### Dataset records

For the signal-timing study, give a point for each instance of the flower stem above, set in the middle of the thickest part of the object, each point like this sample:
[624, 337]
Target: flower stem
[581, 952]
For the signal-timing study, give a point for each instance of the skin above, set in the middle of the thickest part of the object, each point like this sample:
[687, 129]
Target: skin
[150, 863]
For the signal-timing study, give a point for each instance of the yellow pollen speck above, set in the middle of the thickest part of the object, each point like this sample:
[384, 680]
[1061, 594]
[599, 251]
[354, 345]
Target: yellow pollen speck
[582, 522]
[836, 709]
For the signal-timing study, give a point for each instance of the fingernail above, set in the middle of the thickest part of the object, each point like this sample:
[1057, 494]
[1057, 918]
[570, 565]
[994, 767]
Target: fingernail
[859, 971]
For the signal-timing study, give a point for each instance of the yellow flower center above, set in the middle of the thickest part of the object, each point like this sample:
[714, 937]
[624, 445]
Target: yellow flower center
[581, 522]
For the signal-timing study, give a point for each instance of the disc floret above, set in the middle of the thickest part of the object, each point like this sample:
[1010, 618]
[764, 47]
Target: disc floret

######

- _Written task_
Recast each line of the rows above as a numbered list, omitting blank lines.

- _Written response_
1. For the signal-timing study, give a point for each instance of the flower stem above, set in the middle of the thickest part of the object, each point like this sample:
2. [624, 337]
3. Target: flower stem
4. [581, 952]
5. For the signal-timing study, give a point for each instance of the skin above, set in the middle of the thickest part of the object, each point like this sample:
6. [687, 129]
7. Target: skin
8. [150, 863]
9. For the signal-timing study, give a point for each instance of the yellow pollen speck above, set in the middle of the thickest part of the object, each point like this sample:
10. [384, 680]
11. [1061, 594]
12. [599, 251]
13. [354, 345]
14. Target: yellow pollen speck
15. [582, 522]
16. [836, 709]
17. For the signal-timing study, give a point for each instance of the fingernail above, set in the middle of the thickest part of the object, each point like this sample:
18. [1057, 494]
19. [1057, 918]
20. [570, 565]
21. [994, 767]
22. Target: fingernail
23. [859, 971]
24. For the signal-timing study, give a point for each instance of the yellow flower center above, set in the middle of the thickest part of the object, each point like this sample:
25. [714, 937]
26. [624, 445]
27. Target: yellow flower center
28. [581, 522]
29. For the signal-timing study, give a point for each instance of the disc floret above, set in the middle of the thickest part of the object, each point like this sample:
30. [1010, 618]
31. [764, 47]
32. Target: disc floret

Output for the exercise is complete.